- [WHAT IS BEING ASKED] Please reproduce every one of the records below word for word, keeping each line unchanged.

- [Records excerpted from a collection]
================
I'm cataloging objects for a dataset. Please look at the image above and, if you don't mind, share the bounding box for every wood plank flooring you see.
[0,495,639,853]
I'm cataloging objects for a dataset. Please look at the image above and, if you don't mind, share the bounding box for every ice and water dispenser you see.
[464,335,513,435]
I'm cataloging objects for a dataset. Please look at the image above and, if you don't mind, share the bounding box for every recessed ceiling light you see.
================
- [SOLUTION TO THIS TASK]
I'm cataloging objects for a dataset. Please look at the image above and, if you don't mind, share the bounding box for every wood plank flooring you see.
[0,495,639,853]
I'm cataloging objects for a dataset. Please look at the image above and, if you don't mind, share the bounding box for every ice and water dispenser you see.
[464,335,513,435]
I'm cataloging objects for a dataset. Please look at the image above and, if you don't mind, share the bounding box for every recessed ceiling light you see.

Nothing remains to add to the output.